Couldnt get sound working but it looked like it picked up a crank.


----------



## TDIGB69 (Apr 21, 2008)

yes and still holding good , but the only way it will worck is : pin 1 ,ground to block ,pin 2 to tach and pin 3 to grond on ms relay board  i noticed wen i did the AAA battery test , i wosnt geting nothing with the (+) side of the battery to tach and the (-) side to ground but the other way worck naw am just trying to figure wear to put the iac valve on the intake  any ideas ? or a link you can point me out to ?


----------



## need_a_VR6 (May 19, 1999)

What iac, vw, gm, ford, jeep?


----------



## TDIGB69 (Apr 21, 2008)

Bosch ,VW out of a 9A 2.0 16v


----------



## ValveCoverGasket (Mar 20, 2002)

TDIGB69 said:


> naw am just trying to figure wear to put the iac valve on the intake  any ideas ? or a link you can point me out to ?


there should be a couple of ports on the underside of the manifold that you can hook to iac outlet to. the inlet can either be in open air, or hooked to the intake plumbing...


----------



## TDIGB69 (Apr 21, 2008)

:thumbup: aint does ports (small) ,under the intake for the iac valve :what:


----------

──────────

Parts of the exercise:
a - Retype the forum thread from "yes and still" up to and including "gm, ford, jeep?".
b - Answer these questions using the forum thread:
(i) Which pin is connected to the tach?
(ii) What engine did the Bosch VW IAC valve come from?
(iii) Where on the manifold should there be a couple of ports for the IAC outlet?
The lines that come after the forum thread aren't needed here.

──────────

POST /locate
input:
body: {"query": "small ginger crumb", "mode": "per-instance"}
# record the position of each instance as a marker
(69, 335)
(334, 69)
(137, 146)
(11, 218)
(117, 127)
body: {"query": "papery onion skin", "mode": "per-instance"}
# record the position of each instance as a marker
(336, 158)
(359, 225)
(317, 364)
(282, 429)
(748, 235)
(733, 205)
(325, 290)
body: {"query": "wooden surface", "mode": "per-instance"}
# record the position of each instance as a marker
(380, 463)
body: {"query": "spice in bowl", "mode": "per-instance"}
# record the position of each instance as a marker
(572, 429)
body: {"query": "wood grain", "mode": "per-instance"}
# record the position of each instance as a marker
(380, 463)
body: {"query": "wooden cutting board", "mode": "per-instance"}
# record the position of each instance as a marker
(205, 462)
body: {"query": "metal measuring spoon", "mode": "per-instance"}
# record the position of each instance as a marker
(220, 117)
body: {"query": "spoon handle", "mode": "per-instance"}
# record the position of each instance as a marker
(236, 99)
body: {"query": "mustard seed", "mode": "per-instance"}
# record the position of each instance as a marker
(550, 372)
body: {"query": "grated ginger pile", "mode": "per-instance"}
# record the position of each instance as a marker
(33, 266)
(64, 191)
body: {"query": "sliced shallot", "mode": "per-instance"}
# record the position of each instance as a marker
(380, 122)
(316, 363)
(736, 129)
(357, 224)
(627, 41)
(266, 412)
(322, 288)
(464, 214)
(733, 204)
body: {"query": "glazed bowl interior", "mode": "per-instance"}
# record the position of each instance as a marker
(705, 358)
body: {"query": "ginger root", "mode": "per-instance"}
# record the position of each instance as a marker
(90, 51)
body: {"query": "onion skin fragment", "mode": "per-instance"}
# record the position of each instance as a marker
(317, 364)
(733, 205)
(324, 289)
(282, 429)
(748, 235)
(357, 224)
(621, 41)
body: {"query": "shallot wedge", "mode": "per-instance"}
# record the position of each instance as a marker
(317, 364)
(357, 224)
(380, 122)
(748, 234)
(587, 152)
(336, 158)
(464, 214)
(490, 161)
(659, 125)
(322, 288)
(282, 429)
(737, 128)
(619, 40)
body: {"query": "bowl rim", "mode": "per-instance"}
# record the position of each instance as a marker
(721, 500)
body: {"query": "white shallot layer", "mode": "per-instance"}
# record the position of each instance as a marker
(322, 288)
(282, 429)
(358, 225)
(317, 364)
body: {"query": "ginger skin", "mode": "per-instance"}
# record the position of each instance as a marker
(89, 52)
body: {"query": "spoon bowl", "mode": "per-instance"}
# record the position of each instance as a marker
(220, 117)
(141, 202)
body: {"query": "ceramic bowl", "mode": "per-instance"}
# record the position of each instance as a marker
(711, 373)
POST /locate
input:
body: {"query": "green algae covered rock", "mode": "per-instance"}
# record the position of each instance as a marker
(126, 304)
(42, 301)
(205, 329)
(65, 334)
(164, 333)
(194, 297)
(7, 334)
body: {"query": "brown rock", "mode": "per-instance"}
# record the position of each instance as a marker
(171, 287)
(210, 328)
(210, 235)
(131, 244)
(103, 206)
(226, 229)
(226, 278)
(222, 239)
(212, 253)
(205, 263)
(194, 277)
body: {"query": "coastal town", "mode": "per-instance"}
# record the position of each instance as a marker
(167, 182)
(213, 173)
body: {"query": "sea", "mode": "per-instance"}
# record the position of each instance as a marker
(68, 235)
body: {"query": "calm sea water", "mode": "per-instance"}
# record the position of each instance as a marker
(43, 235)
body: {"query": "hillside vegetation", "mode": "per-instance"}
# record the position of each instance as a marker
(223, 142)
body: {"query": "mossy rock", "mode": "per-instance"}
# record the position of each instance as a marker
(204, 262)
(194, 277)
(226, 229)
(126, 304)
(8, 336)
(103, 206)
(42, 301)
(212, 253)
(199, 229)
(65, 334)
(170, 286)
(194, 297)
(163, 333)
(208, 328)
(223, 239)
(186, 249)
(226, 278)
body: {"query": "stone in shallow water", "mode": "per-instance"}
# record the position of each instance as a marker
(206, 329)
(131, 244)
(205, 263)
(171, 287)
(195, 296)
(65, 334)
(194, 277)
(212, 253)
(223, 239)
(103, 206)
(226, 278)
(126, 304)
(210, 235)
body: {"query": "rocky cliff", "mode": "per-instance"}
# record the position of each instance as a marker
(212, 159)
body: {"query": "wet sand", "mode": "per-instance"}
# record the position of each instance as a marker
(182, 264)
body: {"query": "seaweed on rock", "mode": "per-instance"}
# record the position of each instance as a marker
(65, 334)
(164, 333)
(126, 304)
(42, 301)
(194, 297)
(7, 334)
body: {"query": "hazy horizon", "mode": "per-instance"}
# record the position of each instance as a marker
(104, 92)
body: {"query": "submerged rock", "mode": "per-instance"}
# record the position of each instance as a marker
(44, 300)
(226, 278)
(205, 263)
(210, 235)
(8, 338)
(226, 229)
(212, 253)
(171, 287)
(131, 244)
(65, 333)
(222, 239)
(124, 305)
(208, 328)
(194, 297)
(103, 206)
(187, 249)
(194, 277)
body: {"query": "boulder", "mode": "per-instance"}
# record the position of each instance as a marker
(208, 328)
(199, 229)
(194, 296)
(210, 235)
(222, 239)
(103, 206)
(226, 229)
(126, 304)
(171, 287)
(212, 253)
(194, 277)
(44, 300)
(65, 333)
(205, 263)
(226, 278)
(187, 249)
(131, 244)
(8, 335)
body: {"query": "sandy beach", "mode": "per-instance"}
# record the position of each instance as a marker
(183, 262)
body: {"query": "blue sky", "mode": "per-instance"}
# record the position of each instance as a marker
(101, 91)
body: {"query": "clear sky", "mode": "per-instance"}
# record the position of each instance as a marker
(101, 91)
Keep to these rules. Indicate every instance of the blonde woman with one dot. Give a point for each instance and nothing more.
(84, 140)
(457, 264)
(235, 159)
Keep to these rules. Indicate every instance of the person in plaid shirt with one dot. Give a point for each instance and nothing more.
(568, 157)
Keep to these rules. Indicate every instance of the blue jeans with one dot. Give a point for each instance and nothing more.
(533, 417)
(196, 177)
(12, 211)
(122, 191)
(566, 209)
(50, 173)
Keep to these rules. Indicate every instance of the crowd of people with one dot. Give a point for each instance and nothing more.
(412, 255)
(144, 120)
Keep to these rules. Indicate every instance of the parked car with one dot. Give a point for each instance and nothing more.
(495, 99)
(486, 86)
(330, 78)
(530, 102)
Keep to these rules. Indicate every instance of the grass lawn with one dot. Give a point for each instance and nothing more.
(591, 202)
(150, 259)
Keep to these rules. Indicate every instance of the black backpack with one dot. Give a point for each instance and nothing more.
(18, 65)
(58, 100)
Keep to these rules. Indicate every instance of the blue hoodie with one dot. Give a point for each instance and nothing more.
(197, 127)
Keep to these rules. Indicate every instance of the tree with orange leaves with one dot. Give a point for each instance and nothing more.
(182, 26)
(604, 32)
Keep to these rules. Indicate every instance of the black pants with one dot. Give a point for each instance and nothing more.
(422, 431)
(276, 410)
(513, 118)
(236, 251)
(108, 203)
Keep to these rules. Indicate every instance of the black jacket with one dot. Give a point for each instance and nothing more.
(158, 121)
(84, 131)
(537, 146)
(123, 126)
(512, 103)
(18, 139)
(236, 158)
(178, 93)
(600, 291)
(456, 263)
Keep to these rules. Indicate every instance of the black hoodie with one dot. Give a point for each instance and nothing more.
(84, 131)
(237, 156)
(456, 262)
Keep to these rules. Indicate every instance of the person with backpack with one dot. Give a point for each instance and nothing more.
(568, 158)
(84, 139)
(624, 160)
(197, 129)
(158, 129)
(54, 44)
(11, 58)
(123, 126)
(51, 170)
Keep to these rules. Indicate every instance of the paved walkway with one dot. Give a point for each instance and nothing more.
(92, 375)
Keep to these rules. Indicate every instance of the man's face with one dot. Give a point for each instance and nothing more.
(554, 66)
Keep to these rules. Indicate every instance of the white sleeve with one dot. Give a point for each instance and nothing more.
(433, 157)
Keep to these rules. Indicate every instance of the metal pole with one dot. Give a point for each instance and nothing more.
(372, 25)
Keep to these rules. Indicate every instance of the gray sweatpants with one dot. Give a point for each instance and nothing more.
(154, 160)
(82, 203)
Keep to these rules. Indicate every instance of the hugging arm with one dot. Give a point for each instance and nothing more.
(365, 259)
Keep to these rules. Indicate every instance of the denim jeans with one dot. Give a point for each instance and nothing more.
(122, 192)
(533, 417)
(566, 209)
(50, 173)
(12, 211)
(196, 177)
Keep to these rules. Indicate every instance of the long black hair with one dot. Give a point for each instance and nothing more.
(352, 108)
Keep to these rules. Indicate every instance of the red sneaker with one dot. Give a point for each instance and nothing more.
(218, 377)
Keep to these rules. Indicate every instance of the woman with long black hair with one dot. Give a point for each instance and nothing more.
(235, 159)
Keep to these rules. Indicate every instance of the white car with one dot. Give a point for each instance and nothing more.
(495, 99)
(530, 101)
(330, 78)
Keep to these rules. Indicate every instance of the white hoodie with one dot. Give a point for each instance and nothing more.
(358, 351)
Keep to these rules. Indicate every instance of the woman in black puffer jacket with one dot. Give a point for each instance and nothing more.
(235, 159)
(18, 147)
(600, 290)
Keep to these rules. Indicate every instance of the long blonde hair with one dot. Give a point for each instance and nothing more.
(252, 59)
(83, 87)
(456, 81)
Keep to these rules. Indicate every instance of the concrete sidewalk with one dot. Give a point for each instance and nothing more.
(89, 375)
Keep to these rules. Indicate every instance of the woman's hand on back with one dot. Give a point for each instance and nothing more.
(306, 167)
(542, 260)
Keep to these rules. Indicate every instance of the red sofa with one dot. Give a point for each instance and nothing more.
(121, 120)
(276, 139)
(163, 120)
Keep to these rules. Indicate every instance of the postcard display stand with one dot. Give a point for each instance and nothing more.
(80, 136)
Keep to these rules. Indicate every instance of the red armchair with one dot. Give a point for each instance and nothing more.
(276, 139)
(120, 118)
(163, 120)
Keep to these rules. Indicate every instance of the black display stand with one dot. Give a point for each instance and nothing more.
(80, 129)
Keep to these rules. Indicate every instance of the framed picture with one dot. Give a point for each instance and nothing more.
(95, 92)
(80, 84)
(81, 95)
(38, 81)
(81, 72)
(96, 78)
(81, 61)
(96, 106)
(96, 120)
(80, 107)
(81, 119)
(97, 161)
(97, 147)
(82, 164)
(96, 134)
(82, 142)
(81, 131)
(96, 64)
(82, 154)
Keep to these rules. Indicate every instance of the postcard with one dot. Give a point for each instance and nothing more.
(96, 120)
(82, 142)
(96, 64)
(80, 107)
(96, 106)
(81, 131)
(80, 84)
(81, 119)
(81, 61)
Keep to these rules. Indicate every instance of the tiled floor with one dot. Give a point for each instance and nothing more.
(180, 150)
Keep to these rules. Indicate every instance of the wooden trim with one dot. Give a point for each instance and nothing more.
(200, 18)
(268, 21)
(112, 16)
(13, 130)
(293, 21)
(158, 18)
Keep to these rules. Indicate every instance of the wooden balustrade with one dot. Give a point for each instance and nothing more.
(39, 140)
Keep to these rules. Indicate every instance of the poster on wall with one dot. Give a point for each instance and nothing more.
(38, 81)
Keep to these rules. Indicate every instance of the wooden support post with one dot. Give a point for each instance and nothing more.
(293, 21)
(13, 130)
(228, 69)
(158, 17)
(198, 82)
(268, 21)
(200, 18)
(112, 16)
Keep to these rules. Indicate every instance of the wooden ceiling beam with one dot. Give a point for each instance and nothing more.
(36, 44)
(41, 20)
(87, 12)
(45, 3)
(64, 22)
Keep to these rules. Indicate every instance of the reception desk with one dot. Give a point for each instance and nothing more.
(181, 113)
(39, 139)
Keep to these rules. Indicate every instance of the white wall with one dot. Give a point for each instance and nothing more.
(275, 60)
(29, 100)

──────────

Results in order:
a -
yes and still holding good , but the only way it will worck is : pin 1 ,ground to block ,pin 2 to tach and pin 3 to grond on ms relay board  i noticed wen i did the AAA battery test , i wosnt geting nothing with the (+) side of the battery to tach and the (-) side to ground but the other way worck naw am just trying to figure wear to put the iac valve on the intake  any ideas ? or a link you can point me out to ?


----------



## need_a_VR6 (May 19, 1999)

What iac, vw, gm, ford, jeep?

b -
(i) Pin 2
(ii) A 9A 2.0 16v
(iii) On the underside of the manifold